What the task requires. Look through the entries below for the line with "[(77, 12), (110, 6)]" and the line with "Task: indicate every instance of the pink", then give again exactly those two lines and all lines between them, minus the pictures.

*** Opening of Data supplied ***

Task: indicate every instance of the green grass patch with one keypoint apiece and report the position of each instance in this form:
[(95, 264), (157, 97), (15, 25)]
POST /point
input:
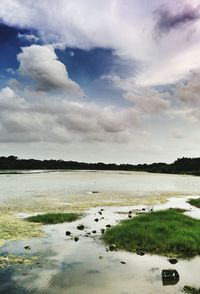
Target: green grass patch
[(195, 202), (166, 232), (54, 218)]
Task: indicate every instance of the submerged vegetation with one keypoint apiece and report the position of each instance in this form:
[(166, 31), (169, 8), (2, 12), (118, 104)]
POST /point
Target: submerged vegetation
[(191, 290), (163, 232), (54, 218), (180, 166), (195, 202), (12, 228)]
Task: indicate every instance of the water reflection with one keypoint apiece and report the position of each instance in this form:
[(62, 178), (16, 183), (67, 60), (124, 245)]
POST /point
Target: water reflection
[(85, 266)]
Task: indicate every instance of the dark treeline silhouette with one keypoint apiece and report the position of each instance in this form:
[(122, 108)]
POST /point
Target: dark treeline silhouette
[(180, 166)]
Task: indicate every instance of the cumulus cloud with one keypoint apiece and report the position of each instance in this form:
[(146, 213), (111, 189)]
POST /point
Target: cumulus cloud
[(28, 37), (188, 91), (125, 26), (41, 64), (167, 20), (148, 100), (145, 99)]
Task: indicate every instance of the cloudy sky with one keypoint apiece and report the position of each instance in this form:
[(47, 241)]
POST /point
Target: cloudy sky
[(98, 80)]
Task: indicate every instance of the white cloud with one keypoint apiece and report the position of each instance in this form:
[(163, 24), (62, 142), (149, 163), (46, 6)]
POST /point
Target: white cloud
[(40, 63), (126, 26), (58, 120), (28, 37), (148, 100)]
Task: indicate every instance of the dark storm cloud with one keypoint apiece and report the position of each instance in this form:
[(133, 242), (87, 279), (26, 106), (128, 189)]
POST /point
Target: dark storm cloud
[(166, 20)]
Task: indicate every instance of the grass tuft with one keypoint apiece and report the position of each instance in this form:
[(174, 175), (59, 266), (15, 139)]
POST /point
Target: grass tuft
[(54, 218), (195, 202), (166, 232)]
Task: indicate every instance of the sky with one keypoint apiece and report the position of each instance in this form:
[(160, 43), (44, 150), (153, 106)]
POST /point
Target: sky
[(100, 81)]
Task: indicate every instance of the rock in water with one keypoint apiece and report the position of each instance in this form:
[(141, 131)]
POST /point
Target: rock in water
[(80, 227), (108, 226), (139, 252), (112, 247), (170, 277), (173, 260)]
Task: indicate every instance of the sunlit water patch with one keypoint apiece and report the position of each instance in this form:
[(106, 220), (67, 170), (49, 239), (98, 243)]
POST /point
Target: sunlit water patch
[(86, 266)]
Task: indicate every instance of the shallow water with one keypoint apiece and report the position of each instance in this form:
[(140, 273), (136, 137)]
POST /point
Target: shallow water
[(66, 266), (65, 183)]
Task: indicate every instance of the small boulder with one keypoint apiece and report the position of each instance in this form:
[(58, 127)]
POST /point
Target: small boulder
[(173, 260), (139, 252), (112, 247), (108, 226), (170, 277)]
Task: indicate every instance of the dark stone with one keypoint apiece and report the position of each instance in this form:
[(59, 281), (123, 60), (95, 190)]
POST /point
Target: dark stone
[(108, 226), (112, 247), (170, 277), (139, 252), (80, 227), (173, 260)]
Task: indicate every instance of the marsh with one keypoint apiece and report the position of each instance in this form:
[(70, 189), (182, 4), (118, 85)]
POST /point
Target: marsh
[(62, 265)]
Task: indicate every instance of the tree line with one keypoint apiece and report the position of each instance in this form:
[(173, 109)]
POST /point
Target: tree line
[(180, 166)]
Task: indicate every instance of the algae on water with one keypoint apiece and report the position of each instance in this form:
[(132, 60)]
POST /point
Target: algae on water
[(8, 260), (13, 228)]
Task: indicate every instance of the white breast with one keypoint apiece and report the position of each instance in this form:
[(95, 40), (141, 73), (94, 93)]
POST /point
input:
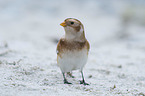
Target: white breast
[(72, 60)]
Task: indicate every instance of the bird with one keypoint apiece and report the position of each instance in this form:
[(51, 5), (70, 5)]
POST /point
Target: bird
[(72, 49)]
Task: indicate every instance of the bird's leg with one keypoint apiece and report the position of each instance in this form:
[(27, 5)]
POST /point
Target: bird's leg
[(83, 81), (65, 80), (70, 74)]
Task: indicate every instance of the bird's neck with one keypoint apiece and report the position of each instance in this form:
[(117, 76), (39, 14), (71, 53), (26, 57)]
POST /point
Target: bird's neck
[(77, 36)]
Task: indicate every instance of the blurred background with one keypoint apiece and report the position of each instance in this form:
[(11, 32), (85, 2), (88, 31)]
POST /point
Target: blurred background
[(30, 29), (103, 19)]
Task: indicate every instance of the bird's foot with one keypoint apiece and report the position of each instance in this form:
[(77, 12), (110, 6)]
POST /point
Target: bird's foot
[(70, 75), (83, 82)]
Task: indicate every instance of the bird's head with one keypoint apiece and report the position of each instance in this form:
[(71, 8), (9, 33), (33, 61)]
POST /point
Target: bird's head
[(74, 29)]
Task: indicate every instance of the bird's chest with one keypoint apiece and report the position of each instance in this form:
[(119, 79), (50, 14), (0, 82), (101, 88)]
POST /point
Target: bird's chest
[(72, 60)]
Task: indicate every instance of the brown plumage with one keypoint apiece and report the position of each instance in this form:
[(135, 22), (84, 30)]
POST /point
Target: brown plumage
[(72, 50)]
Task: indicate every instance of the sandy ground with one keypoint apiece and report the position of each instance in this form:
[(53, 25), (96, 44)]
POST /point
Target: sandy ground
[(116, 67)]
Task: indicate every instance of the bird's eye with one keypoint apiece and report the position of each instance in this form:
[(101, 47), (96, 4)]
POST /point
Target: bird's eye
[(71, 23)]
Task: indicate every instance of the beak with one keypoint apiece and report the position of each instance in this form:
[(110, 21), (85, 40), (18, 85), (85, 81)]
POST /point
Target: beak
[(63, 24)]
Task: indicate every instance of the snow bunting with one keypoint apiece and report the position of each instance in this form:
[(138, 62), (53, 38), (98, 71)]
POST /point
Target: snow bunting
[(72, 49)]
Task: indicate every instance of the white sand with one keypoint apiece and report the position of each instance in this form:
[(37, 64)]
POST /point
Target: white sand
[(116, 67)]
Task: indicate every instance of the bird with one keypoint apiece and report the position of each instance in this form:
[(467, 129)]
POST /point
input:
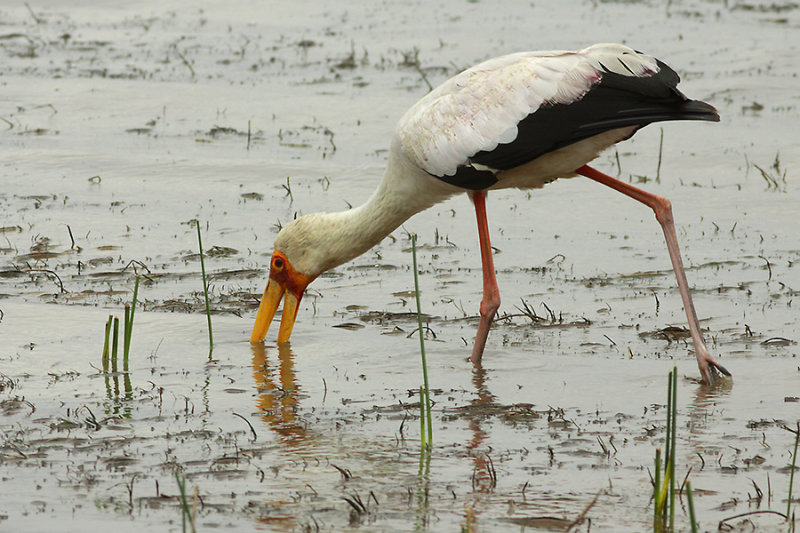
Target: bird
[(517, 121)]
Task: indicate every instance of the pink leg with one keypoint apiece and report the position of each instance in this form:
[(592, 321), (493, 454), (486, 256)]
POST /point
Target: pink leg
[(663, 210), (491, 294)]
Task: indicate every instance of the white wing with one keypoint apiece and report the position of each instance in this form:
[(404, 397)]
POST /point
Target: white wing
[(480, 108)]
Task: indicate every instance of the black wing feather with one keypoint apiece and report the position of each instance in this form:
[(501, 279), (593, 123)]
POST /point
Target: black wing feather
[(616, 101)]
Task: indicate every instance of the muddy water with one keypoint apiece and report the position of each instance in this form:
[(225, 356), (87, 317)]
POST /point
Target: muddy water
[(124, 125)]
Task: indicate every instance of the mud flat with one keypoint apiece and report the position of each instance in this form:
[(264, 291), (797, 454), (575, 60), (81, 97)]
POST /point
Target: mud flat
[(125, 125)]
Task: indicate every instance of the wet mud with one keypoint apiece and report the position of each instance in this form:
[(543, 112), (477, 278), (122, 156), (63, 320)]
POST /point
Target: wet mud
[(123, 126)]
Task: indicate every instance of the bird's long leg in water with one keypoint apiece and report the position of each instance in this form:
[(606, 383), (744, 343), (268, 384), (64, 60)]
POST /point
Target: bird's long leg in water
[(491, 294), (663, 210)]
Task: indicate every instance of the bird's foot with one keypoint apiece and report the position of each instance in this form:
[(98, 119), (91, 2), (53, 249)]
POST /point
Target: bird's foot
[(710, 369)]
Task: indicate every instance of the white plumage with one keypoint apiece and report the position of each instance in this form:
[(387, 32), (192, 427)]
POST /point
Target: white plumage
[(519, 120), (481, 107)]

*** Close of Data supplied ***

Written answer.
[(77, 12), (110, 6)]
POST /point
Target: bird's foot
[(70, 75), (83, 82)]
Task: indicate every instance of the bird's head with one keypoint apiece and report the position of each instance in this form:
[(71, 8), (9, 33), (33, 61)]
POST /point
Target: bird's head
[(74, 29)]
Task: indicate every instance of the bird's chest with one keypoint apiece and report the position of each instance in this form:
[(119, 79), (50, 14), (0, 82), (101, 88)]
POST /point
Target: bird's chest
[(72, 60)]
Task: indicate every instance of the brown plumage with one keypoint apiece and report the position of each instance in this form:
[(135, 22), (84, 30)]
POST /point
Target: brown plumage
[(72, 50)]
Task: indicate every instance of the sandy ground with one keypoint apiece and report the position of each instance in this form:
[(53, 25), (96, 44)]
POST /point
Target: sandy ground
[(116, 67)]
Task: indicate every instance of the bird's eye with one keypoint apiece and report the position of each instance in this form:
[(101, 47), (96, 4)]
POST /point
Target: bird's eye
[(71, 23)]
Task: indicate every instance of the beak with one keypoint apiece and report the position of each instance in this form:
[(110, 21), (85, 40), (18, 85), (85, 81)]
POST /point
Target: beak
[(63, 24)]
Task: indicate every instance of the snow bunting with one keypoint apiece and report the position of each instance in this form:
[(138, 62), (53, 38), (98, 71)]
POST /point
Target: snow bunting
[(72, 49)]
Task: indicate every instance of the white sand with one keypoint apiece and report the position of each instance in this form:
[(37, 64)]
POST /point
Target: white sand
[(116, 67)]
Task: indicate every instance of the bird with one keypoint apiece and report the position of each instance in this form:
[(467, 129)]
POST /point
input:
Target: bird
[(517, 121)]
Task: indicate every instance of the pink leg with one keypoint apiece and report the position of each instance in this form:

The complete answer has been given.